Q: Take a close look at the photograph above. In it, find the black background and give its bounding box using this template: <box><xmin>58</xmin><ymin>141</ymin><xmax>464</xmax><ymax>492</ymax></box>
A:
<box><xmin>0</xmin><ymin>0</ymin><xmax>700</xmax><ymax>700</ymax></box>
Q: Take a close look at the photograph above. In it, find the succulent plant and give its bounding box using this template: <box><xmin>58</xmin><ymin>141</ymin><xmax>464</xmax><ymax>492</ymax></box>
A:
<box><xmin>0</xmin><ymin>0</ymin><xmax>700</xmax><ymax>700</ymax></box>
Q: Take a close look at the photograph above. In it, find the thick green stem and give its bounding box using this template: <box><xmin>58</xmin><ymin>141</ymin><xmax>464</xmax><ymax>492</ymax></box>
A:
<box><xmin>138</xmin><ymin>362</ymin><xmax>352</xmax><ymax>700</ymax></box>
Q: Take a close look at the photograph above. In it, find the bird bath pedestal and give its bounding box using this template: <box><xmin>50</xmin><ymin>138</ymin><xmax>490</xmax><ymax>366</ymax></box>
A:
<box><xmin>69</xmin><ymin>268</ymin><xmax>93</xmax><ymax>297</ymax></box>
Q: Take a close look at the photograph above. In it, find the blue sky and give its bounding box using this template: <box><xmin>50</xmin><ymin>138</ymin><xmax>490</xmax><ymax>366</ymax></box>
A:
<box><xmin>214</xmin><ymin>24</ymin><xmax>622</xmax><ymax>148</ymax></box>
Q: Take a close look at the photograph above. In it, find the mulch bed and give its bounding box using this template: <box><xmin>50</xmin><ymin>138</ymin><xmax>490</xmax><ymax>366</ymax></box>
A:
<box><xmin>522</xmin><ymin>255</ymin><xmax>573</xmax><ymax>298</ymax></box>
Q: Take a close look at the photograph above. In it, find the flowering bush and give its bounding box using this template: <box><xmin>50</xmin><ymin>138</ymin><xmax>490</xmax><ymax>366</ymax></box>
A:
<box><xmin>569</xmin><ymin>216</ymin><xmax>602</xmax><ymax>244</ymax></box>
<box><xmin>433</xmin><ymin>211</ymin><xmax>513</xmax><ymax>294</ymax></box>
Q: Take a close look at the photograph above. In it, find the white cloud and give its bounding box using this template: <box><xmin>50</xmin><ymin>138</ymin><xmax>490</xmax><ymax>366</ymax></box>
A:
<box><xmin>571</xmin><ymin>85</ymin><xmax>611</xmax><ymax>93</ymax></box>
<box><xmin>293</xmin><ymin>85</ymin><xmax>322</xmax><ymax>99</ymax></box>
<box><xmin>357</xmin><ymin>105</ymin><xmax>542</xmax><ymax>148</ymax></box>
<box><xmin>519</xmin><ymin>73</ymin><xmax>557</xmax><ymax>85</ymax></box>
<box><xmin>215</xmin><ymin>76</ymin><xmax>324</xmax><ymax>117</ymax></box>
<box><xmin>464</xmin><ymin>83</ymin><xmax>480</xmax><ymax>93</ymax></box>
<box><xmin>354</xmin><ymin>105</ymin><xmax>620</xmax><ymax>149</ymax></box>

══════

GIVEN EXERCISE
Count the lines of the records above that contain the word "photograph" and reply with that number alone.

TASK RESULT
8